INSTRUCTION 1 | In the listing below, swap "purple" for "violet" and leave everything else as it is. Omit the pictures from your answer.

The Chargor covenants to pay to the Chargee the Secured Obligations when the same become due whether by acceleration or otherwise.
 
3  
CHARGING CLAUSE
 
3.1  
The Chargor hereby charges the Charged Property to the Chargee as a continuing security for the payment and discharge of the Secured Obligations.
 
3.2  
Upon execution of this Deed the Chargor shall deliver or cause to be delivered to the Chargee duly executed, but undated, transfers in respect of the Shares in blank, together with the relevant share certificate(s).
 
3.3  
Prior to the Enforcement Date the Chargor shall be entitled -
 
(i)  
to receive, deal with and retain released from this Deed all dividends and distributions on any of the Charged Property;
 
(ii)  
to participate in any rights or bonus issue or any conditional or preferential rights; and
 
(iii)  
to exercise all voting powers pertaining to the Charged Property,
 
provided in each such case that the Chargor shall not exercise such rights in a manner which would or would reasonably be expected to derogate from the security created by this Deed or conflict with any provision of the Credit Agreement.

INSTRUCTION 2 | Resume the share charge deed above, continuing from its last sentence.

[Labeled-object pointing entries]
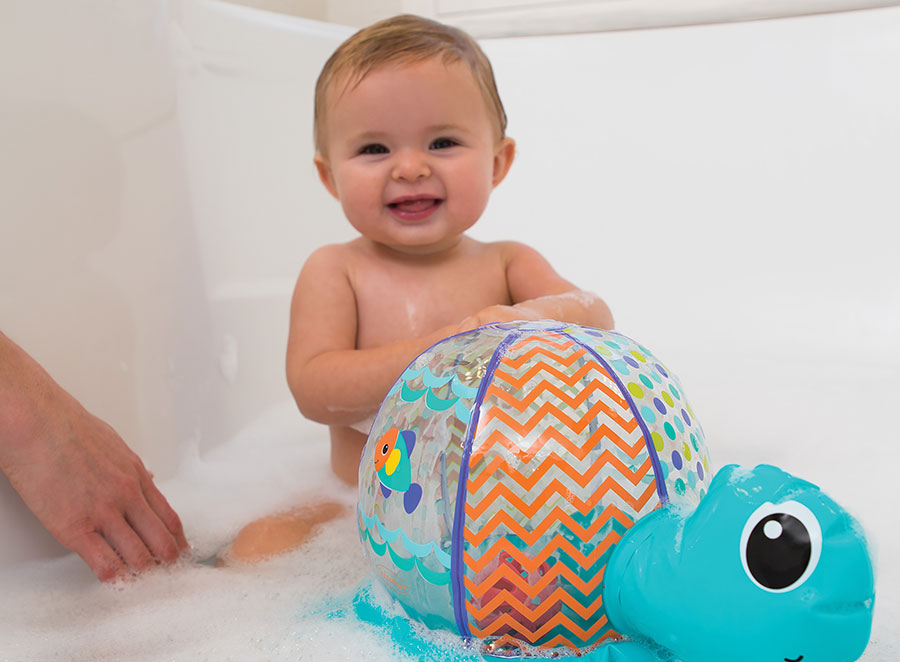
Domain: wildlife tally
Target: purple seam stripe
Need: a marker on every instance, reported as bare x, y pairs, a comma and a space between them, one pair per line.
457, 583
648, 440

ANSWER 1 |
Domain: wildlife tally
Target: violet seam stripe
Need: a marker on every instance, reported as bare x, y pairs, a comma and a space between them, one pair per line.
457, 583
648, 440

ANSWER 2 |
4  
NEGATIVE UNDERTAKINGS BY THE CHARGOR
 
The Chargor will not, without the prior written consent of the Chargee (not to be unreasonably withheld or delayed) -
 
(i)  
create or permit to subsist any Encumbrance (other than in favour of the Chargee) over any Shares;
 
(ii)  
sell, transfer, assign or otherwise dispose of any Shares; or
 
(iii)  
permit the Company to make any alteration to, grant any rights in relation to or otherwise re-organise or purchase or reduce its capital or reserves in any way or enter into any composition or arrangement with its creditors or any class of its creditors; or
 
(iv)  
save for any alteration to the Company’s Memorandum and Articles of Association required by the Chargee pursuant to the provisions of clause 11.1, convene any meeting with a view either to the alteration of any of the provisions of the Company’s Memorandum and Articles of Association or to passing a resolution that the Company be wound up.
 
5  
POSITIVE UNDERTAKINGS BY THE CHARGOR
 
The Chargor will -
 
(i)  
deposit with the Chargee, or its nominee, and permit it to retain: -
 
(A)  
all stock and share certificates and documents of title relating to the Shares together with any other documents of title relating to the Charged Property; and
 
(B)  
all such other documents as the Chargee may from time to time require for perfecting its title to the Charged Property or for vesting or enabling it to vest the same in itself or its nominees or in any purchaser to the intent that the Chargee may at any time without notice present them for registration;
 
(ii)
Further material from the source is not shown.